練習問題.
1 – 薬の飲み忘れに関する文章で、編集部が小泉さんに尋ねている問いをすべて書き出してください。
2 – 薬の飲み忘れに関する文章によると、1日2回の薬では、次回分を服用するまでにどのくらいの時間を目安として空ければよいですか。
3 – 薬の飲み忘れに関する文章の最後の文に続けて、その先を書いてください。

分析対象の文章.

⟨

「薬を飲み忘れてしまったらどうしたらいいですか?」薬剤師が回答
薬を飲み忘れてしまったらどうする? 薬の種類で対応策が変わる?
編集部: 薬を飲み忘れてしまったら、忘れた分も後から必ず服用した方がいいですか? 小泉さん: 一般的な対応として、飲み忘れに気付いたタイミングが次回服用まで時間が空くのであればその場で服用し、次回分も服用していただいて問題ありません。ただし、気づいたタイミングが次回の服用時間と近いあるいは同時に飲まなければいけない場合は、忘れた分を飲まずに次回分のみを服用するようにしましょう。 編集部: 何時間空けたら次の分を服用していいですか? 小泉さん: 基本的には、1日3回の薬の場合は6時間程度、1日2回の薬は12時間程度を目安として空ければ次回分を服用可能です。ただし、こちらの時間はあくまで目安となりますので、薬の種類によってはもう少し時間をおいてから服用をしていただく必要があるものもございます。 編集部: 薬の飲み忘れに対する対応は薬の種類によって変わりますか? 小泉さん: 変わります。効果が似た薬であっても、薬ごとに効き目が現れるまでの時間や効果が続いている時間に差があり、薬の特徴や患者さんの症状によっておすすめされる対応はそれぞれ変わります。飲み忘れの対応を正しく行わなければ、適切な効果が得られないだけではなく副作用が出てしまう場合もありますので、判断が難しい場合は医師や薬剤師に相談しましょう。

⟩

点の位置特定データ
⟨

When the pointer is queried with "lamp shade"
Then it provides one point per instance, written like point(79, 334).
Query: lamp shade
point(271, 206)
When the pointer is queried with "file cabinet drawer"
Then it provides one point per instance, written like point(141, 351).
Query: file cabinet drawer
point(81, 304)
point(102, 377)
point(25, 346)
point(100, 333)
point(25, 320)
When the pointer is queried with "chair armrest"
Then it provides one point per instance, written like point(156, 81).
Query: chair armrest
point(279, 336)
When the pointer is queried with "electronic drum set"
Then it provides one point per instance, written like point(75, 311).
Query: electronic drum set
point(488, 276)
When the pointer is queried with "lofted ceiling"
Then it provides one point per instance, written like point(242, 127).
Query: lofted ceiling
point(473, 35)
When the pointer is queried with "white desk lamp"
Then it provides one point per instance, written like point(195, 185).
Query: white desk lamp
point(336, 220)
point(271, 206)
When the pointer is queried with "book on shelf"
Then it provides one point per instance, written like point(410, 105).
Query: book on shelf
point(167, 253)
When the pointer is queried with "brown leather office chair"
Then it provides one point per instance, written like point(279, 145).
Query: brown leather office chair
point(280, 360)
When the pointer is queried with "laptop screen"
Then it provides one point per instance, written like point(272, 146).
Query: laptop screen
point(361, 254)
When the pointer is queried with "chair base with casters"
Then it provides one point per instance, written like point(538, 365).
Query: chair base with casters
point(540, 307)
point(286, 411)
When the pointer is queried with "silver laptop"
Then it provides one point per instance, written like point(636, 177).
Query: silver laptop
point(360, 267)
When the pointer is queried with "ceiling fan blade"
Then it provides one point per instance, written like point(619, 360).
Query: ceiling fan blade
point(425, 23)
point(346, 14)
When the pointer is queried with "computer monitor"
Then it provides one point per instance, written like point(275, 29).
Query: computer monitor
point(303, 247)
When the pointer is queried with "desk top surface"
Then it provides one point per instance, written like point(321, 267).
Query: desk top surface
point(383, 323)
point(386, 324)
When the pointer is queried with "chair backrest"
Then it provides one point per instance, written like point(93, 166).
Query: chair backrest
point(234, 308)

⟩

解答.
1 –
- 薬を飲み忘れてしまったら、忘れた分も後から必ず服用した方がいいですか?
- 何時間空けたら次の分を服用していいですか?
- 薬の飲み忘れに対する対応は薬の種類によって変わりますか?

2 – 12時間程度です。

3 –
薬を飲み忘れないようにするための工夫はありますか?
編集部: 毎日同じ時間に忘れずに薬を飲めるようにするための工夫はありますか? 小泉さん: 生活リズムに合わせて、毎日の行動と薬の服用を結びつけることが効果的です。食後服用の薬が多い理由は、食事と薬の服用の習慣を結びつけることで飲み忘れを防止する目的もあります。薬の服用時間にアラームを設定するのも良い方法です。また、薬局でお薬を曜日や時間ごとにセットできるカレンダーをお渡しするところもあります。 編集部: 外出時や旅行時に薬を飲み忘れないための良い方法はありますか? 小泉さん: 携帯用のピルケースを使用し、数日分の薬をあらかじめ準備しておくと便利です。自宅での保管分とは別で外出用に常にカバンに入れておいても良いでしょう。また、旅行前にあらかじめスマートフォンのアプリでリマインダーを設定することもおすすめです。 編集部: たくさんの種類の薬を服用している場合のおすすめの管理方法はありますか? 小泉さん: ピルケースやお薬カレンダーにあらかじめ薬をセットしておくと、毎回の服用時に管理がしやすくなります。また、 通常はシートの状態でお渡ししてご自身で飲む分を出して飲んでいただくことが多いですが、一度に飲む量が多く、管理が大変な場合は薬局で一回服用分ごとにあらかじめ小さい袋にまとめて入れる一包化という方法で準備をしてお渡しすることも可能です。ぜひ、かかりつけの薬局でご相談ください。 編集部: 最後に、読者へのメッセージをお願いします。 小泉さん: 薬の服用時間は、薬の特徴や症状にあわせて最適なタイミングに設定されています。ただ、忙しい毎日の中で飲み忘れてしまうこともあるかと思います。なるべく飲み忘れが出ないように、その人にあった方法を薬剤師が一緒に考えていくこともできますので、いつでもお気軽にかかりつけの医師や薬剤師にご相談ください。